### Exercise passage:
┌──

Research News

UB students tag butterflies to help track the insects’ spectacular migration

Photos: Douglas Levere


Published September 16, 2019

“By tagging monarchs and tracking their migration patterns, we can tell if the population is declining, and then take action. ”
Sadie Kratt, UB senior
Environmental geosciences

On a warm September day, small groups of UB students walked through Riverside Park in Buffalo.

They moved slowly, peering through the branches and foliage of shrubs. In their hands, they carried insect nets — long, flowing cones of white mesh hanging from poles.

The teams were looking for a flash of orange, a flutter of wings. They were hoping to catch a butterfly, a monarch, to be precise.

The activity, part of UB’s Ecological Methods class, provided hands-on experience in conducting science while also promoting conservation. After capturing a butterfly, the class would tag it, placing a small sticker on the wing from Monarch Watch, a program that monitors the species’ spectacular migration.

As Nicholas Henshue, a clinical assistant professor in the College of Arts and Sciences’ new Department of Environment and Sustainability, explains, “They send us serialized plastic tiny stickers that we place on the monarch’s wings. The stickers are then recovered from the butterflies when they arrive at their overwintering grounds in central Mexico, or later on the next spring from butterflies that make it back to the United States.”

“They’ll be able to look at the tag and know they came from Riverside Park, right here in Buffalo,” Henshue says. “In the spring, butterflies born in Mexico that make it back to the United States can also be tracked using this method.”

He chose Riverside Park for the butterfly exercise because the Buffalo Olmsted Parks Conservancy has filled the park with native plants — such as common milkweed (Asclepias syriaca), maple-leaf viburnum (Viburnum acerifolium) and smooth Solomon’s seal (Polygonatum biflorum) — that attract pollinators.

That, paired with the park’s location along a narrow part of the Niagara River, make the area an ideal spot for monarchs migrating south from Canada to stop and rest.

“They really went out of their way to plant native pollinator-attracting plants in Riverside Park,” Henshue says. “The plantings were not as flashy or colorful as a non-native garden would have been, but the work paid off in spades, since the gardens are full of all sorts of native pollinators, butterflies and insects.”

In all, Henshue’s class tagged and released 15 monarchs over the course of several days in mid-September.

UB student Cassandra Rivier expresses surprise as a butterfly takes flight from her hand.

UB student Cassandra Rivier looks surprised as a butterfly takes flight from her hand. Photo: Douglas Levere

Experiential learning with monarch butterflies

For students, the class presented a chance to get out of the classroom and learn in the field. In addition to searching for monarchs, students also surveyed milkweed plants, counting the number of monarch eggs and caterpillar forms, called instars, found on the leaves. The plants serve as food for the larvae.

“What’s cool about this is it’s a lab that’s hands-on, where you get to go outside,” said Cassandra Rivier, a junior in environmental geosciences. “We’re doing science and using techniques that scientists actually use.”

“Getting out of the classroom is the best,” said Sadie Kratt, a senior in environmental geosciences and the Student Association’s assistant director of environmental affairs. “I strongly believe experiential learning is the best way to apply your skills and walk away feeling like you learned something. We focus on the methods part of ecology, which gives us useful skills to take to many different job fields.”

└──

[Photo-based referring expression listing]
┌──

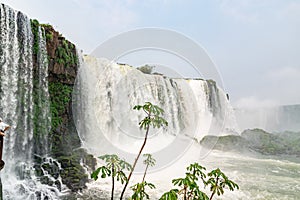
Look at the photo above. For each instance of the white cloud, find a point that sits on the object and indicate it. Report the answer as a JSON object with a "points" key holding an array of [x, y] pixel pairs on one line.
{"points": [[241, 10], [291, 11], [284, 74]]}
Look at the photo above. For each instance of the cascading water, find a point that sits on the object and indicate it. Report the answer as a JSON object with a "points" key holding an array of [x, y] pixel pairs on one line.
{"points": [[25, 106], [193, 108], [106, 93], [106, 122]]}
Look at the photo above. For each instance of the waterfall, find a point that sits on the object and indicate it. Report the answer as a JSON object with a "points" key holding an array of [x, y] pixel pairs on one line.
{"points": [[107, 123], [24, 104]]}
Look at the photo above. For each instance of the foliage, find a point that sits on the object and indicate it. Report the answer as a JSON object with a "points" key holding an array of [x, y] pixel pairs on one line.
{"points": [[60, 96], [218, 181], [35, 31], [189, 188], [152, 118], [150, 161], [170, 195], [65, 54], [189, 185], [139, 190]]}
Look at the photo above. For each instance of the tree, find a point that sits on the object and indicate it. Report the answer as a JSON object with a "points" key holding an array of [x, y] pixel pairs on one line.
{"points": [[114, 167], [189, 188], [153, 119], [139, 190], [218, 181]]}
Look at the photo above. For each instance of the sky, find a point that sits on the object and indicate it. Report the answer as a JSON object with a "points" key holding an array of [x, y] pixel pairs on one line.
{"points": [[255, 44]]}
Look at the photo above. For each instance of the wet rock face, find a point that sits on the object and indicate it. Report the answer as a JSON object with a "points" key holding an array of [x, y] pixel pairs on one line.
{"points": [[62, 57], [69, 164]]}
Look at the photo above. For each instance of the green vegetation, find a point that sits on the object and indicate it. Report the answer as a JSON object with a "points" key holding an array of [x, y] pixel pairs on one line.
{"points": [[35, 31], [189, 185], [150, 161], [114, 167], [187, 188], [65, 54], [139, 190], [153, 119]]}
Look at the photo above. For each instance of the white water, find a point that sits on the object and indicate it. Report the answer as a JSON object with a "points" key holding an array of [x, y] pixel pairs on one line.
{"points": [[109, 91], [271, 119]]}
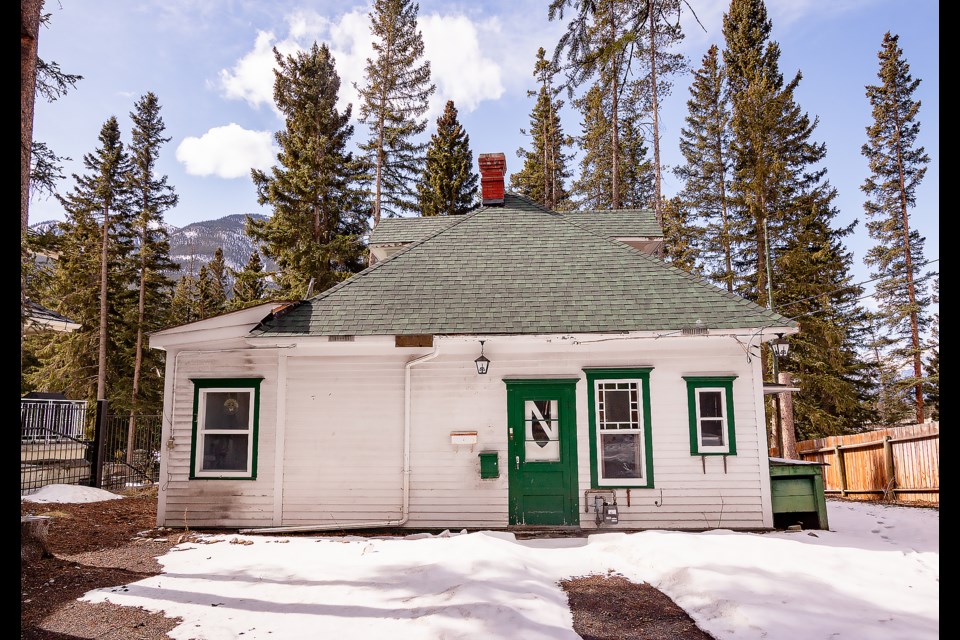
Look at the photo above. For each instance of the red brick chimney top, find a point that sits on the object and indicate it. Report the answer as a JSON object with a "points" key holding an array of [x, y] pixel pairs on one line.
{"points": [[493, 167]]}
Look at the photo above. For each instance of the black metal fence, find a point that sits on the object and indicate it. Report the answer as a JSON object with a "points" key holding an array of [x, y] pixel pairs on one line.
{"points": [[75, 442]]}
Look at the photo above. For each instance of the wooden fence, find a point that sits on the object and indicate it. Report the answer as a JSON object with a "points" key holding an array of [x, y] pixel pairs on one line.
{"points": [[897, 463]]}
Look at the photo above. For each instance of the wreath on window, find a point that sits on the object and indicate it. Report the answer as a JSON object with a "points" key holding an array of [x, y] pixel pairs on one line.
{"points": [[230, 406]]}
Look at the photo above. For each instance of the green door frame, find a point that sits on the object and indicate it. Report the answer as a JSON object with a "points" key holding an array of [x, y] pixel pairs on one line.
{"points": [[542, 492]]}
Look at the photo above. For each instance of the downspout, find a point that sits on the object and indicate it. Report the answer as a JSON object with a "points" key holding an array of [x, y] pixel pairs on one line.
{"points": [[405, 504]]}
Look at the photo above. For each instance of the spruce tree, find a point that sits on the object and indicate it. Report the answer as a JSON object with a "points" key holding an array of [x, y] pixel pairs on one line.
{"points": [[316, 189], [783, 207], [249, 285], [218, 280], [897, 166], [680, 238], [93, 281], [152, 196], [600, 46], [706, 172], [393, 102], [544, 173], [449, 184]]}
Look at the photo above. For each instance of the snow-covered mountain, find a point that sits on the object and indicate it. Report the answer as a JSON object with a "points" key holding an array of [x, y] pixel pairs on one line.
{"points": [[194, 245]]}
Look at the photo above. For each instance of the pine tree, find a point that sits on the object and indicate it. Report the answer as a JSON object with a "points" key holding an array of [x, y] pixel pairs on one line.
{"points": [[93, 281], [593, 187], [932, 366], [393, 102], [662, 34], [316, 189], [449, 184], [680, 238], [152, 197], [249, 285], [600, 45], [782, 207], [218, 281], [544, 173], [897, 166], [705, 145]]}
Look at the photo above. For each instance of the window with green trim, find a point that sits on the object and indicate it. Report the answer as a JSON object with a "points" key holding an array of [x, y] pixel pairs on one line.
{"points": [[620, 441], [710, 405], [225, 422]]}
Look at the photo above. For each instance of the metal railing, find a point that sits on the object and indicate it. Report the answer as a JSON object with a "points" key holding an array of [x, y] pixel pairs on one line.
{"points": [[75, 442]]}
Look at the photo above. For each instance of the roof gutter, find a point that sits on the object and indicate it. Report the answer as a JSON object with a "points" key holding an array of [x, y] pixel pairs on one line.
{"points": [[405, 503]]}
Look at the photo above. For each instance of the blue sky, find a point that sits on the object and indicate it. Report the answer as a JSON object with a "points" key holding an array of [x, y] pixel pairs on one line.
{"points": [[209, 62]]}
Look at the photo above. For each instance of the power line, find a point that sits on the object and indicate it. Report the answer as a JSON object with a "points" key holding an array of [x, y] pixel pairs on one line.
{"points": [[859, 284]]}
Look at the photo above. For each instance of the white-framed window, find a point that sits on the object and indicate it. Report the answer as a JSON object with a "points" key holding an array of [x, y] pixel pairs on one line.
{"points": [[710, 400], [225, 428], [621, 439]]}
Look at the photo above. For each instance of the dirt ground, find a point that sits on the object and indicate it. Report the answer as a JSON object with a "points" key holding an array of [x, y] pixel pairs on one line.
{"points": [[115, 542]]}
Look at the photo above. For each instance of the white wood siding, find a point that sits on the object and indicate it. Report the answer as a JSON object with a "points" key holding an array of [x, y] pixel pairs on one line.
{"points": [[342, 450], [202, 503]]}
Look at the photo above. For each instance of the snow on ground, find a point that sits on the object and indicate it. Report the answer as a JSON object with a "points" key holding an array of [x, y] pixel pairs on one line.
{"points": [[68, 493], [875, 574]]}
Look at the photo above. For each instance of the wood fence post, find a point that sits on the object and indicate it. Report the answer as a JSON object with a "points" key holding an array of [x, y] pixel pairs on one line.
{"points": [[842, 468], [889, 472]]}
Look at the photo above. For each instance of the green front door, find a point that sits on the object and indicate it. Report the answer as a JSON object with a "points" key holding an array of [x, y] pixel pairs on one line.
{"points": [[542, 460]]}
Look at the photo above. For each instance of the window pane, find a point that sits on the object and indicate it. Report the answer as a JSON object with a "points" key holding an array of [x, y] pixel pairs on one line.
{"points": [[225, 452], [616, 406], [711, 404], [227, 410], [620, 455], [711, 433]]}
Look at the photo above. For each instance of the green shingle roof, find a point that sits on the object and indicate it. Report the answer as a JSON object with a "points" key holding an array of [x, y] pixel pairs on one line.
{"points": [[621, 223], [517, 269]]}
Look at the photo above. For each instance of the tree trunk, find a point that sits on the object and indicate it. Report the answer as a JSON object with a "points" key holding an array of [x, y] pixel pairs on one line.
{"points": [[33, 538], [656, 125], [788, 434], [29, 37], [102, 358]]}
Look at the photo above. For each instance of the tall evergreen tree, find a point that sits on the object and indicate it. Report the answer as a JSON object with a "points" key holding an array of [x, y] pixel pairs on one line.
{"points": [[393, 102], [897, 166], [680, 237], [152, 196], [600, 45], [932, 366], [544, 173], [783, 208], [706, 172], [659, 63], [93, 282], [316, 189], [449, 184], [249, 285], [218, 281]]}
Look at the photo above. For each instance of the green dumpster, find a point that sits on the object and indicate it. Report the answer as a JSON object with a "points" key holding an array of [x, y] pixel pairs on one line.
{"points": [[796, 487]]}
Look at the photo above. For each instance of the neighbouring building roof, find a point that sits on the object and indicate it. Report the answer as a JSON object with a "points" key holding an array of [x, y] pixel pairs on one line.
{"points": [[39, 318], [517, 269], [621, 223]]}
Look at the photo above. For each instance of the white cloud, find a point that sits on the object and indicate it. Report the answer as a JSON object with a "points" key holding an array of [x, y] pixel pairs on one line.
{"points": [[227, 152], [460, 70], [454, 44]]}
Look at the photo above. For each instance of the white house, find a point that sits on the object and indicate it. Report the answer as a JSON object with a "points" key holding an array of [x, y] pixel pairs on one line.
{"points": [[607, 378]]}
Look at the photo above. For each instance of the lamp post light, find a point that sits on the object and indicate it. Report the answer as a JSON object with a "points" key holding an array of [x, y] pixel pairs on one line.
{"points": [[483, 363]]}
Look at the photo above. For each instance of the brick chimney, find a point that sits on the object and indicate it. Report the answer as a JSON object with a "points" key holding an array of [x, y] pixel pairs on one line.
{"points": [[493, 166]]}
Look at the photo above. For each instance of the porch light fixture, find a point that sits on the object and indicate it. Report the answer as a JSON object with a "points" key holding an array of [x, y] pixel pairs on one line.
{"points": [[483, 363], [780, 346]]}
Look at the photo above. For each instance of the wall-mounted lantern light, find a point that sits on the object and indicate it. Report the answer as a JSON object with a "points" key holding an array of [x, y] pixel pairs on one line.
{"points": [[483, 363], [781, 346]]}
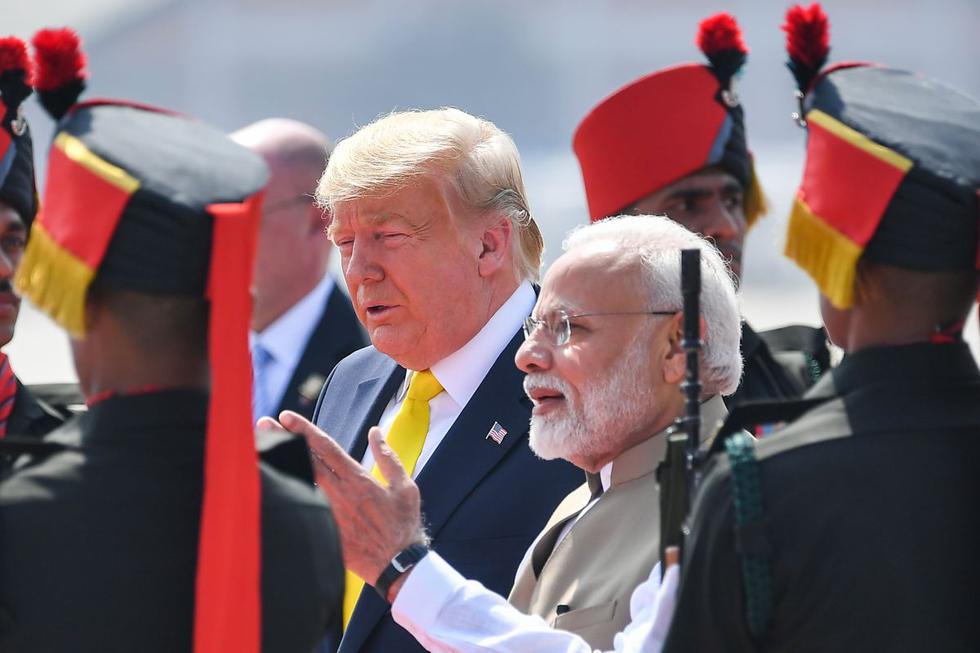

└──

### Task instructions:
According to the article on UB students tagging monarchs, how many monarchs did Henshue's class tag and release?

### Exercise output:
The class tagged and released 15 monarchs over several days in mid-September.